:: EXTRAIT CHOISI
J'espère donc que ces quelques propos participeront à diminuer le verbiage démesuré sur ces questions. 

vendredi 5 décembre 2014

Nouvelle perspective sur le relativisme

Il y a peu, j'ai donné un argument contre le relativisme qui me semble conclusif (http://amidessages.blogspot.fr/2014/11/le-relativisme-est-indicible.html). Cependant, la discussion n'est pas encore satisfaisante, car elle attaque une forme de relativisme que l'on pourrait trouver chez les Anciens, ou les sceptiques, mais elle ne frappe pas les penseurs contemporains tels que Foucault, Feyerabend, Kuhn, Rorty, etc. Mon précédent post laissait penser qu'il s'attaquait à eux, alors que ces philosophes ne se seraient pas reconnus dans la position que je leur attribue. Je souhaite donc ici mieux exposer leur position, et en montrer la faiblesse.
Ce que je considère être leur thèse commune est la suivante : il existe différents systèmes conceptuels, différents paradigmes, différentes épistémé, et entre deux systèmes conceptuels, deux paradigmes, deux épistémé, il y a incommensurabilité. L'incommensurabilité signifie qu'il n'y a aucune traduction possible de l'un dans l'autre, aucun vocabulaire commun qui permettrait de rapprocher et de comparer la plus ou moins grande vérité de chacun. Chaque paradigme fonctionne, mais il n'est pas possible de savoir si l'un est meilleur que l'autre, car ils ne parlent tout simplement pas de la même chose.
::::
:: DONNÉES FOURNIES
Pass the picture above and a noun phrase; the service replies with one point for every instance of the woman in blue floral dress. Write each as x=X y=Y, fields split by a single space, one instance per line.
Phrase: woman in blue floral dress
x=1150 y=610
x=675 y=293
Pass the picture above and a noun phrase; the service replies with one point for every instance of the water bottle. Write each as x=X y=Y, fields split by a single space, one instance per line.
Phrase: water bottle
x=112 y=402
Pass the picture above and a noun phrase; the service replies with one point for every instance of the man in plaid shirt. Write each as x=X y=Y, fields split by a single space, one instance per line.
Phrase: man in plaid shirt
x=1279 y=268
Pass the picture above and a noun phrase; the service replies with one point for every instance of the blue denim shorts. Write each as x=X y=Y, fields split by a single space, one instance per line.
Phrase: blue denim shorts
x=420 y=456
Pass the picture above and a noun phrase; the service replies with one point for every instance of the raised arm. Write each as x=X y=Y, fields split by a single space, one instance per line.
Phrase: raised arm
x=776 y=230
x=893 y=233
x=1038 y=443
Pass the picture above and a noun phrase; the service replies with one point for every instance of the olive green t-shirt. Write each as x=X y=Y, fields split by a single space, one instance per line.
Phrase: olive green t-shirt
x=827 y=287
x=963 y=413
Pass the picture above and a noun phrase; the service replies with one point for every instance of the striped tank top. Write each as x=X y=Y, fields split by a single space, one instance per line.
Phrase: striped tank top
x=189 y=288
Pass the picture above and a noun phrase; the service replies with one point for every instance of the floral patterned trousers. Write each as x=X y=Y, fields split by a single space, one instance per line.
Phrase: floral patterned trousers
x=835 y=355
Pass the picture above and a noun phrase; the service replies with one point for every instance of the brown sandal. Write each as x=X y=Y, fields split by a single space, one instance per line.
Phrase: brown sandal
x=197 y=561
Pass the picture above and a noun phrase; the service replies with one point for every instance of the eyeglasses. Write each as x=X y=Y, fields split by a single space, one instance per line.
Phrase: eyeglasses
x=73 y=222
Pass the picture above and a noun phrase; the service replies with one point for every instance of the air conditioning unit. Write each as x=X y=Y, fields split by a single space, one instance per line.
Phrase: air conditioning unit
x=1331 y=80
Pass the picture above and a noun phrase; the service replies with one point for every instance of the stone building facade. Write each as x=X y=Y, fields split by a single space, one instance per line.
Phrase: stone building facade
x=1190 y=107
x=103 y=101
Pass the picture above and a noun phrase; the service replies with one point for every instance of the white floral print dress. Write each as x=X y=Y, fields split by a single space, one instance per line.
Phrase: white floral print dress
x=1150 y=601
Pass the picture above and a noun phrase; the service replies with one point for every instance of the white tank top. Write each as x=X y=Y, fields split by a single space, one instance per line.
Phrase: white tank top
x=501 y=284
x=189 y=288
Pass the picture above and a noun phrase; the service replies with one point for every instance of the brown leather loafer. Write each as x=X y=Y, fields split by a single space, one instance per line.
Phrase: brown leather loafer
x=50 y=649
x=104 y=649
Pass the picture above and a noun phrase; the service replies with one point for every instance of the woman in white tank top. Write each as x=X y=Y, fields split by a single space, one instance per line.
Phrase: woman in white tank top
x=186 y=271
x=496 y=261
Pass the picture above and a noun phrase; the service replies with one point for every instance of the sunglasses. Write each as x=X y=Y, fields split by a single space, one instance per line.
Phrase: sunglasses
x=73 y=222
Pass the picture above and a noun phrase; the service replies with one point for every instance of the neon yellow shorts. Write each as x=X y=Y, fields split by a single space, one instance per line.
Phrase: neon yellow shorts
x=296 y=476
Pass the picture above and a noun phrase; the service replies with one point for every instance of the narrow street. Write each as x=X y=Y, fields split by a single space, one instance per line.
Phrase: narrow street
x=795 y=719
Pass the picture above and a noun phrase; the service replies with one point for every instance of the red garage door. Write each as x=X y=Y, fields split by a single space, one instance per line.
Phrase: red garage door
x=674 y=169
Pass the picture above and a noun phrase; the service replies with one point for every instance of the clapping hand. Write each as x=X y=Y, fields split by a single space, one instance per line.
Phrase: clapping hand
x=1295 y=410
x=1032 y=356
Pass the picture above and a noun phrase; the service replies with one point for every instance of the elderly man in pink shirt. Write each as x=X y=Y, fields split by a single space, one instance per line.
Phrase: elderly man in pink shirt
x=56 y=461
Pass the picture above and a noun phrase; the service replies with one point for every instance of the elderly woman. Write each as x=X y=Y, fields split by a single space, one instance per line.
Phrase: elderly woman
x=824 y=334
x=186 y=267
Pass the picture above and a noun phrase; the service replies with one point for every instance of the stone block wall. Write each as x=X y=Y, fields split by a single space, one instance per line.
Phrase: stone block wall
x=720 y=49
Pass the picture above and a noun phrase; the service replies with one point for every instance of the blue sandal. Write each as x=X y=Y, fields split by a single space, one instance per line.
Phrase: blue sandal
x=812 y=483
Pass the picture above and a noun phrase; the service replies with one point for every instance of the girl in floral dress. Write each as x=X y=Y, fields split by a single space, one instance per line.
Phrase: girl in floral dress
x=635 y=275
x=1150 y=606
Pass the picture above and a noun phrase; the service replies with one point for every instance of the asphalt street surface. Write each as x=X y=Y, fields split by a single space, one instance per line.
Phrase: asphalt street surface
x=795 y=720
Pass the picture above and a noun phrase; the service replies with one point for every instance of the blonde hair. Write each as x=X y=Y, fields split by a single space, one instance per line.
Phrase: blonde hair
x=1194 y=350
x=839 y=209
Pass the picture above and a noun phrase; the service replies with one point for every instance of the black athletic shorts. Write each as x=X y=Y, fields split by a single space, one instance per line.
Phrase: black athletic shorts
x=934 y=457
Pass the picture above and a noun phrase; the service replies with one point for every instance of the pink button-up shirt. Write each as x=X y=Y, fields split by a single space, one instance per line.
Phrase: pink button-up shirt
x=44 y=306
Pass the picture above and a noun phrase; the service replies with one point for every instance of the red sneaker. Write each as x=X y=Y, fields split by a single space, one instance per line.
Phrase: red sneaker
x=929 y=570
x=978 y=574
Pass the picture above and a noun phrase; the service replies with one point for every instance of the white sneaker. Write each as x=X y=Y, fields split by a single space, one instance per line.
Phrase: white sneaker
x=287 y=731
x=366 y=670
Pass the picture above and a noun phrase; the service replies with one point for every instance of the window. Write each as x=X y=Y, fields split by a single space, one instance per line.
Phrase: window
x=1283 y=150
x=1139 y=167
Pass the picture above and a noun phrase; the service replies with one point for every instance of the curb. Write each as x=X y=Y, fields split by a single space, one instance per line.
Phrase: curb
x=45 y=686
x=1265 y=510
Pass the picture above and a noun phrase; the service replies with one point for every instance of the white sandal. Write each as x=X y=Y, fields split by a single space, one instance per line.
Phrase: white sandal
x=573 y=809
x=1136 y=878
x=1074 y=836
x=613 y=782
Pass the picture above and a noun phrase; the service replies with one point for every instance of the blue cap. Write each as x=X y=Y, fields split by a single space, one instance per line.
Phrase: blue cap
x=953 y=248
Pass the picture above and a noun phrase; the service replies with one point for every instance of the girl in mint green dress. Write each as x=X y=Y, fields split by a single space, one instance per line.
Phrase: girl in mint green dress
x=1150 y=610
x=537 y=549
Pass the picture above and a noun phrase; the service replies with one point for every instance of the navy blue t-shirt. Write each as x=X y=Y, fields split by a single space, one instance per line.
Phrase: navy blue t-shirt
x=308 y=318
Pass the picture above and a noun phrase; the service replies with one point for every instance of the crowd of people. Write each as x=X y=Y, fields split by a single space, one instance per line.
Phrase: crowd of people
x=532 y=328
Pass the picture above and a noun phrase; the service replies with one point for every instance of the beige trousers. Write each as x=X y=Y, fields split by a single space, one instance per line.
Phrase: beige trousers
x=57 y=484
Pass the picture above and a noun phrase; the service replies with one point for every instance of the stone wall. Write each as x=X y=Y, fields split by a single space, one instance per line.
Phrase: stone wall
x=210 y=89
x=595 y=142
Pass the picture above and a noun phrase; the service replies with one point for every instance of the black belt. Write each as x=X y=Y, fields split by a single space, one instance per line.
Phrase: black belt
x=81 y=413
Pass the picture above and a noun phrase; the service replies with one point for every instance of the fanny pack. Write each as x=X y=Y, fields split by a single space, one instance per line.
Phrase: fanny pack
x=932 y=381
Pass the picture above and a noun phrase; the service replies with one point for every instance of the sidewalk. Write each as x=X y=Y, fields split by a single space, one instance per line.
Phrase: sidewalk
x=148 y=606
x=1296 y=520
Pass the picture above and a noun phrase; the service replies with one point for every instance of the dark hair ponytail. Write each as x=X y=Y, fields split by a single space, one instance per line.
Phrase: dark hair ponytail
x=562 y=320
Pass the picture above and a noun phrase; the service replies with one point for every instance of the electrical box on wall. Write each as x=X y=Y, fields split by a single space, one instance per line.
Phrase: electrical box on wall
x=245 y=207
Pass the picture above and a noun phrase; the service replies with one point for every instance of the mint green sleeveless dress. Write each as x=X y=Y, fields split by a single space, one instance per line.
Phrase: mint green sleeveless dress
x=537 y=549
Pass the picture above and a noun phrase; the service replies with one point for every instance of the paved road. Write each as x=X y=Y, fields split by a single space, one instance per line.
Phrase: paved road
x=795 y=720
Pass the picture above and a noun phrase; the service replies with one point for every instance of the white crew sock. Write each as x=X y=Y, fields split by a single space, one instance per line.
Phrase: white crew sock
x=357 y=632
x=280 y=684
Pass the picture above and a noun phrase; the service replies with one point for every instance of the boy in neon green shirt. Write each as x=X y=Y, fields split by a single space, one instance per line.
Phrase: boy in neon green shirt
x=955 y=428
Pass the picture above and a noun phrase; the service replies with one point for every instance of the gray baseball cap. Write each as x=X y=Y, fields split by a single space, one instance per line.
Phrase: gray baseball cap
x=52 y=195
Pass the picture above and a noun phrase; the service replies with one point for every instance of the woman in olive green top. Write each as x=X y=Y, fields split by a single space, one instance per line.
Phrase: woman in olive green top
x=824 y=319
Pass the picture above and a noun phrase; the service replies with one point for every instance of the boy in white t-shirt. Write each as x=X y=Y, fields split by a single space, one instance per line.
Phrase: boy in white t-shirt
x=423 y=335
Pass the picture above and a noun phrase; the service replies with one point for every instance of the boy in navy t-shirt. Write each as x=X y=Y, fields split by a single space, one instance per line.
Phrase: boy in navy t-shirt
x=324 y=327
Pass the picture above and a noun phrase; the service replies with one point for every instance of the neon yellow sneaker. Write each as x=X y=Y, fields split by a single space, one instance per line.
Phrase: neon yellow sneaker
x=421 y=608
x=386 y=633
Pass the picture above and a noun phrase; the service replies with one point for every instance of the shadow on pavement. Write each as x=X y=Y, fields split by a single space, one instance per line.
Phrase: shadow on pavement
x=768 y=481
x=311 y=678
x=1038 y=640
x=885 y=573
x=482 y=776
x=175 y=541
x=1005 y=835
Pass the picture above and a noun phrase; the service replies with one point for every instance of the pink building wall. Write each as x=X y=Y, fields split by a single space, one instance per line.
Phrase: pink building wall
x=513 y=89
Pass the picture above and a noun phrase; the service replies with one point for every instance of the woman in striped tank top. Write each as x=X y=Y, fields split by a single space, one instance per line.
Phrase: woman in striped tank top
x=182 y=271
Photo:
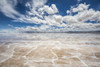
::::
== À COMPLÉTER ==
- 1) D'après l'extrait sur le relativisme, que signifie l'incommensurabilité entre deux systèmes conceptuels ?
- 2) Dans l'extrait sur le relativisme, pourquoi l'auteur juge-t-il que la discussion de son précédent argument n'est pas encore satisfaisante ? Répondez en une à trois phrases.

== RÉSULTATS DE L'EXERCICE ==
- 1) Il n'existe aucune traduction possible de l'un dans l'autre ni aucun vocabulaire commun permettant de rapprocher et de comparer la plus ou moins grande vérité de chacun.

- 2) Cet argument attaque une forme de relativisme que l'on pourrait trouver chez les Anciens ou les sceptiques. Il ne frappe pas les penseurs contemporains comme Foucault, Feyerabend, Kuhn ou Rorty, qui ne se seraient pas reconnus dans la position qui leur était attribuée.